## [WRITTEN REQUEST]
Repeat every line below exactly as it reads.

Dataset rows on where objects appear:
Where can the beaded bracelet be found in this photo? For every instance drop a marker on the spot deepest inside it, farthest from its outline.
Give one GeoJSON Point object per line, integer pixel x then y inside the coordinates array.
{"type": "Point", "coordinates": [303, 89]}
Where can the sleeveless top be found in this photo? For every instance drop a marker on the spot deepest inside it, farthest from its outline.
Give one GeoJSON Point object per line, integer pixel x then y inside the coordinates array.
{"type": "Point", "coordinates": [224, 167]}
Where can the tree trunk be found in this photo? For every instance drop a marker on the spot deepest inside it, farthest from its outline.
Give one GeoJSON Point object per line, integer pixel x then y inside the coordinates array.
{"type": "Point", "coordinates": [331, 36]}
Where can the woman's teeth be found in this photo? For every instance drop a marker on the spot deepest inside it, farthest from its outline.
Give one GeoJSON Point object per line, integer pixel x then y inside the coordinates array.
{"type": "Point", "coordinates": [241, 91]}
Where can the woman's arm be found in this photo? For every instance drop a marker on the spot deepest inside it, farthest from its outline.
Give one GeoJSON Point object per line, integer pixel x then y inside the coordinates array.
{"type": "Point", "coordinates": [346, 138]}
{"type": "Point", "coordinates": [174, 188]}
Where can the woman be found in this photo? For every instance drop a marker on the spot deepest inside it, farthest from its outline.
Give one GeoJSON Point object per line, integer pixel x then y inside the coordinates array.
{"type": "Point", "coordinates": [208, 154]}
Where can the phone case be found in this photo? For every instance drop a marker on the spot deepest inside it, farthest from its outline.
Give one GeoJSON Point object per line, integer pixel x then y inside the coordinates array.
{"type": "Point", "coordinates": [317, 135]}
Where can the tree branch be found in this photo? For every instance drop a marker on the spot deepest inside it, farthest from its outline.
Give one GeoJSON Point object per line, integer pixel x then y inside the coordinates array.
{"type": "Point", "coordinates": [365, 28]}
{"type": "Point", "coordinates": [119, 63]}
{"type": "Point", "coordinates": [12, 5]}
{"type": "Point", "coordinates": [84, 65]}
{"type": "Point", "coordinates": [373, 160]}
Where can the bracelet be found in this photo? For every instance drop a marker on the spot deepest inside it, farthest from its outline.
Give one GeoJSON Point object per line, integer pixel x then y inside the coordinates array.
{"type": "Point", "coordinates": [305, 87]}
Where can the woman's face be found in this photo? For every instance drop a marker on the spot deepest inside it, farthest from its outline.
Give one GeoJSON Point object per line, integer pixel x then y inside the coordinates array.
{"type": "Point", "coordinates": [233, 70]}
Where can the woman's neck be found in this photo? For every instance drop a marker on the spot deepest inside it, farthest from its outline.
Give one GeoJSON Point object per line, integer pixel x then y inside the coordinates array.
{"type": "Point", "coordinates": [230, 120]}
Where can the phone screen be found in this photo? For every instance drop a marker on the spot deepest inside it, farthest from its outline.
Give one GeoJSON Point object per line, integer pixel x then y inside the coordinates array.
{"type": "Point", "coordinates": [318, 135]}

## [EXERCISE SOLUTION]
Where can the beaded bracelet be found in this photo? For every instance drop a marker on the spot deepest inside it, farthest from its outline.
Give one GeoJSON Point object per line, integer pixel x then y inside the coordinates array.
{"type": "Point", "coordinates": [303, 89]}
Where can the sleeveless top be found in this photo? For every instance drop a marker on the spot deepest inside it, farthest from its outline.
Give one GeoJSON Point object per line, integer pixel x then y inside the coordinates array.
{"type": "Point", "coordinates": [224, 167]}
Where can the tree trunk be found in this photo? For every instance drop a marker on the spot deepest inside it, farthest from its outline.
Give one GeoJSON Point object per line, integer pixel x then y inside the coordinates array.
{"type": "Point", "coordinates": [331, 36]}
Where can the woman's teeth be found in this photo? For every instance drop a marker on the spot deepest inside it, farthest from its outline.
Give one GeoJSON Point object per line, integer pixel x then y inside the coordinates array.
{"type": "Point", "coordinates": [241, 91]}
Where can the woman's arm be found in this photo? For every instance drop a marker on the spot deepest inside it, farthest from its outline.
Give one GeoJSON Point object per line, integer pixel x then y inside the coordinates array.
{"type": "Point", "coordinates": [346, 138]}
{"type": "Point", "coordinates": [174, 188]}
Where can the woman be found in this photo? For every instance drop a marker on the spot deepest inside it, farthest from its outline.
Give one GeoJSON Point object per line, integer pixel x then y inside the coordinates array.
{"type": "Point", "coordinates": [208, 154]}
Where can the phone case be found in this photo? For every instance drop a marker on the spot deepest inside it, farthest from its outline.
Give one GeoJSON Point object per line, integer pixel x then y inside the coordinates array.
{"type": "Point", "coordinates": [317, 135]}
Where can the tree branch be found in this photo? For every instance drop a marker on the spot deepest inside it, farthest from its outline.
Give one GeoJSON Point object per line, integer pixel x then y inside the coordinates array.
{"type": "Point", "coordinates": [365, 28]}
{"type": "Point", "coordinates": [119, 63]}
{"type": "Point", "coordinates": [12, 5]}
{"type": "Point", "coordinates": [84, 65]}
{"type": "Point", "coordinates": [373, 160]}
Where can the bracelet be found in this photo? For every instance drop a marker on the spot deepest inside it, farthest from its outline.
Give one GeoJSON Point object per line, integer pixel x then y inside the coordinates array.
{"type": "Point", "coordinates": [305, 87]}
Where can the woman's face be found in this photo? For every instance drop a marker on the spot deepest inside it, farthest from its outline.
Give one GeoJSON Point object per line, integer pixel x then y inside the coordinates array.
{"type": "Point", "coordinates": [233, 70]}
Where can the woman's neck be found in this photo? For every instance drop a marker on the spot deepest inside it, farthest from its outline.
Give one GeoJSON Point object per line, integer pixel x then y inside the coordinates array.
{"type": "Point", "coordinates": [230, 120]}
Where can the phone screen be found in this photo? For every instance drop a marker on the spot deepest inside it, farthest from its outline.
Give one GeoJSON Point object per line, integer pixel x then y inside the coordinates array.
{"type": "Point", "coordinates": [318, 135]}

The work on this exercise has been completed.